» Materials provided:
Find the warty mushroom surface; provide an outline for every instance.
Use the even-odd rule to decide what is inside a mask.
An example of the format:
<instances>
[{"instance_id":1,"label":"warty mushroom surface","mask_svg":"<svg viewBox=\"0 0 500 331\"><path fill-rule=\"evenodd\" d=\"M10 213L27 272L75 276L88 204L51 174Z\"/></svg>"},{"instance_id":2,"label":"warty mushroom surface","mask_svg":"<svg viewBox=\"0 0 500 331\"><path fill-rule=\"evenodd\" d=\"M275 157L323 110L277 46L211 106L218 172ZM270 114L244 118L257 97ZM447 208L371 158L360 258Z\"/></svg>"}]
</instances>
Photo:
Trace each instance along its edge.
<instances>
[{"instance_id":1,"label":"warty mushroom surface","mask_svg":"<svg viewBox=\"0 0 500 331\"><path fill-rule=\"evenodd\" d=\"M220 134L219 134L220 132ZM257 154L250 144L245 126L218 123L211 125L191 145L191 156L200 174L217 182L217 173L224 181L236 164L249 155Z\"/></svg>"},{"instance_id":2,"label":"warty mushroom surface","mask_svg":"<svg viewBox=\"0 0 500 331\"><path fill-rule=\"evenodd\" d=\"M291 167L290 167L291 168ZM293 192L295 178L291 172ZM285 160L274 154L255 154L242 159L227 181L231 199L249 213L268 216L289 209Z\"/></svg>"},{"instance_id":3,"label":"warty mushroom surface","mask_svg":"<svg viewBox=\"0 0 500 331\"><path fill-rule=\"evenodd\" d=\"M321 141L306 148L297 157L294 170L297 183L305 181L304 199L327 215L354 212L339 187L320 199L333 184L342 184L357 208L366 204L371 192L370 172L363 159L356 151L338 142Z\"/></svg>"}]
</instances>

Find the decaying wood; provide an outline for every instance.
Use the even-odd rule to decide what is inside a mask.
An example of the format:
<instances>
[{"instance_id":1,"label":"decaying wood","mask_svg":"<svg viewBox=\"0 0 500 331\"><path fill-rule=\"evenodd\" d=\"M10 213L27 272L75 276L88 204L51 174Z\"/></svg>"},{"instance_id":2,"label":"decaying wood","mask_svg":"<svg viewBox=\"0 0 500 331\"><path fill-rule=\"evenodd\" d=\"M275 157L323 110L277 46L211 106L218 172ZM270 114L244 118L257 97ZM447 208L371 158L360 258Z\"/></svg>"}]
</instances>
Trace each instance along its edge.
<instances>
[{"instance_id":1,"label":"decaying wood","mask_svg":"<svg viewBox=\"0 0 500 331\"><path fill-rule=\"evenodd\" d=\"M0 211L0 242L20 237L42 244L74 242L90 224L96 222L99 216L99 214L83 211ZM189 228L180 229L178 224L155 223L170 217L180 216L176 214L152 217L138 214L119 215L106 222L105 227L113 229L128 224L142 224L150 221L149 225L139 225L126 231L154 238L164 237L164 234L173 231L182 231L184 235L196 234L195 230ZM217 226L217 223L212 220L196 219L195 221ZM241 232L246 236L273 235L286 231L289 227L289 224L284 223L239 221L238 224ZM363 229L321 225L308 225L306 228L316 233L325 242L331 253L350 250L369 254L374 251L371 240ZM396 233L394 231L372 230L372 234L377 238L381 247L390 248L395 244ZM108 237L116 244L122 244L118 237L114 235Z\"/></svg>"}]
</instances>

» Problem to solve: Once the records end, copy them all again exactly.

» Task solution:
Find the warty mushroom surface; provide an outline for every instance.
Use the even-odd rule to decide what is inside a mask.
An example of the format:
<instances>
[{"instance_id":1,"label":"warty mushroom surface","mask_svg":"<svg viewBox=\"0 0 500 331\"><path fill-rule=\"evenodd\" d=\"M10 213L27 272L75 276L88 204L51 174Z\"/></svg>"},{"instance_id":2,"label":"warty mushroom surface","mask_svg":"<svg viewBox=\"0 0 500 331\"><path fill-rule=\"evenodd\" d=\"M275 157L323 110L277 46L211 106L218 172ZM270 114L244 118L257 97ZM447 208L371 158L360 258Z\"/></svg>"}]
</instances>
Photo:
Trace each instance along its edge.
<instances>
[{"instance_id":1,"label":"warty mushroom surface","mask_svg":"<svg viewBox=\"0 0 500 331\"><path fill-rule=\"evenodd\" d=\"M220 134L219 134L220 132ZM257 154L250 144L245 126L218 123L211 125L191 145L191 156L200 174L217 182L217 173L224 181L236 164L249 155Z\"/></svg>"},{"instance_id":2,"label":"warty mushroom surface","mask_svg":"<svg viewBox=\"0 0 500 331\"><path fill-rule=\"evenodd\" d=\"M291 167L290 167L291 168ZM293 192L295 178L291 172ZM285 160L274 154L255 154L242 159L227 181L231 199L249 213L268 216L289 209Z\"/></svg>"},{"instance_id":3,"label":"warty mushroom surface","mask_svg":"<svg viewBox=\"0 0 500 331\"><path fill-rule=\"evenodd\" d=\"M321 141L306 148L297 157L294 170L297 183L305 181L304 199L327 215L354 212L339 187L320 199L333 184L342 184L357 208L366 204L371 192L370 172L363 159L356 151L338 142Z\"/></svg>"}]
</instances>

Find the decaying wood; provide an outline for every instance.
Use the even-odd rule to decide what is inside a mask.
An example of the format:
<instances>
[{"instance_id":1,"label":"decaying wood","mask_svg":"<svg viewBox=\"0 0 500 331\"><path fill-rule=\"evenodd\" d=\"M10 213L27 272L75 276L88 204L51 174Z\"/></svg>"},{"instance_id":2,"label":"decaying wood","mask_svg":"<svg viewBox=\"0 0 500 331\"><path fill-rule=\"evenodd\" d=\"M275 157L323 110L277 46L211 106L218 172ZM270 114L244 118L257 97ZM447 208L371 158L360 258Z\"/></svg>"}]
</instances>
Trace each instance along its edge.
<instances>
[{"instance_id":1,"label":"decaying wood","mask_svg":"<svg viewBox=\"0 0 500 331\"><path fill-rule=\"evenodd\" d=\"M0 211L0 242L20 237L42 244L74 242L90 224L96 222L99 216L99 214L83 211ZM189 228L180 229L178 224L155 223L170 217L180 216L176 214L152 217L138 214L119 215L106 222L105 227L113 229L128 224L142 224L150 221L149 225L139 225L126 231L154 238L164 237L164 234L173 231L182 231L184 235L196 234L195 230ZM217 226L217 223L212 220L196 219L195 221ZM241 232L246 236L273 235L286 231L289 227L289 224L284 223L239 221L238 224ZM363 229L321 225L308 225L306 228L316 233L325 242L331 253L350 250L369 254L374 251L371 240ZM396 233L394 231L372 230L372 234L377 238L381 247L390 248L395 244ZM108 237L116 244L122 244L118 237L114 235Z\"/></svg>"}]
</instances>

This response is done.